═══ GIVEN INFORMATION
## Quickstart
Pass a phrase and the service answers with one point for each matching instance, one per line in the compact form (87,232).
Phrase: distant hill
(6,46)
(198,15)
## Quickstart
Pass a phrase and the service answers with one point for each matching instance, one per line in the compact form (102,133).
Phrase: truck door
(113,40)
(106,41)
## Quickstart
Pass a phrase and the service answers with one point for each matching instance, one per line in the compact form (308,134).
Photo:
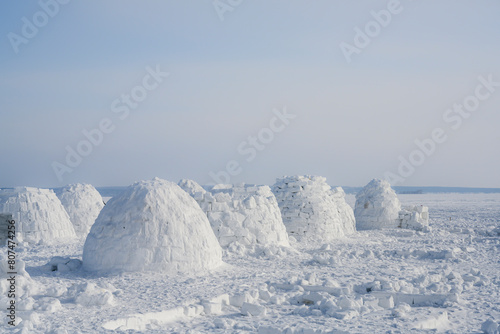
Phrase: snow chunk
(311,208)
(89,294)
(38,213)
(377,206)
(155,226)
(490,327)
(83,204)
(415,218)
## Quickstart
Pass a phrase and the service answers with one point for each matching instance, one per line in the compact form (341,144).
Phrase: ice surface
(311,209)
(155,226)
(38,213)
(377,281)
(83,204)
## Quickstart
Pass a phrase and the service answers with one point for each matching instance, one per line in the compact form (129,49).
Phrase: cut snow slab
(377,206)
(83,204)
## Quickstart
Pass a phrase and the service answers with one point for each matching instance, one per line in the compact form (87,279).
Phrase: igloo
══════
═══ GIVEN INFORMATION
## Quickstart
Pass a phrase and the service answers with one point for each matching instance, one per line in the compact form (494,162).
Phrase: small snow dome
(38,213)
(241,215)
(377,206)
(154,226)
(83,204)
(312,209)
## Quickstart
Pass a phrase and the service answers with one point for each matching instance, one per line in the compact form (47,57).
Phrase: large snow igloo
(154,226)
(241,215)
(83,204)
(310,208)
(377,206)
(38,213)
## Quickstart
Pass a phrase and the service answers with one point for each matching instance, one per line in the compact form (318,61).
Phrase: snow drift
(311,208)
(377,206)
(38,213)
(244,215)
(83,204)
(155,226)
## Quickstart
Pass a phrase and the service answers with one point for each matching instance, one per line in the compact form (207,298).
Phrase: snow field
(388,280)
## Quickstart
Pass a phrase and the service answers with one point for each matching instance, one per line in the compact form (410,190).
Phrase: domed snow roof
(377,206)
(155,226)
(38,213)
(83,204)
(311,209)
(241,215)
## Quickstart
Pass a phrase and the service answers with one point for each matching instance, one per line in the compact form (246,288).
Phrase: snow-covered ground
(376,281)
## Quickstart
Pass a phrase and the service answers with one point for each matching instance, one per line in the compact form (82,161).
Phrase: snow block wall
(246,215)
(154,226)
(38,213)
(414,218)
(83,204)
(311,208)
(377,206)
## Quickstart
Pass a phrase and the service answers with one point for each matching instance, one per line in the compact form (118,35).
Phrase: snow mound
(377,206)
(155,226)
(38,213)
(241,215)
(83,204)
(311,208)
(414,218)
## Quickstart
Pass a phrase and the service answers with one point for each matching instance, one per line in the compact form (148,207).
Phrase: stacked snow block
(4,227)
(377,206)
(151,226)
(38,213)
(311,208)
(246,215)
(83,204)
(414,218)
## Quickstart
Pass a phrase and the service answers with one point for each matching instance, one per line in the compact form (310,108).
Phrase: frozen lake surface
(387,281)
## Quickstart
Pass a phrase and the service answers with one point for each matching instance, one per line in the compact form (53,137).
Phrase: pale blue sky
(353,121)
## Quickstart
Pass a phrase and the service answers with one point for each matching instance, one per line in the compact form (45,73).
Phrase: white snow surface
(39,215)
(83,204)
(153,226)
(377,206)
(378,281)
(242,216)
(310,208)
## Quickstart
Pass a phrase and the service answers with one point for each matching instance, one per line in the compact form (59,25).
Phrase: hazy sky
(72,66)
══════
● TASK TO CARRY OUT
Working from the data above, repeat exactly, and only, the lines that begin at the line containing "Phrase: distant hill" and stop after the line containing "Phrase: igloo"; pictures are not copied.

● PROBLEM SOLUTION
Phrase: distant hill
(6,46)
(198,15)
## Quickstart
Pass a phrase and the service answers with one point for each matching instance, one per line in the compact form (102,133).
Phrase: truck door
(113,40)
(106,41)
## Quickstart
Pass a phrase and the service answers with one point for each matching instance, one per line in the compact form (308,134).
Photo:
Phrase: snow chunk
(311,208)
(89,294)
(38,213)
(377,206)
(155,226)
(490,327)
(83,204)
(415,218)
## Quickstart
Pass a phrase and the service answers with one point for each matching instance, one per line in the compact form (341,144).
Phrase: ice surface
(311,209)
(155,226)
(38,213)
(377,281)
(83,204)
## Quickstart
Pass a phrase and the service answers with one point for each matching instance, one per line in the compact form (129,49).
Phrase: cut snow slab
(377,206)
(83,204)
## Quickstart
Pass a phrase and the service answers with one point for each matching instance, one per line in the compact form (87,279).
Phrase: igloo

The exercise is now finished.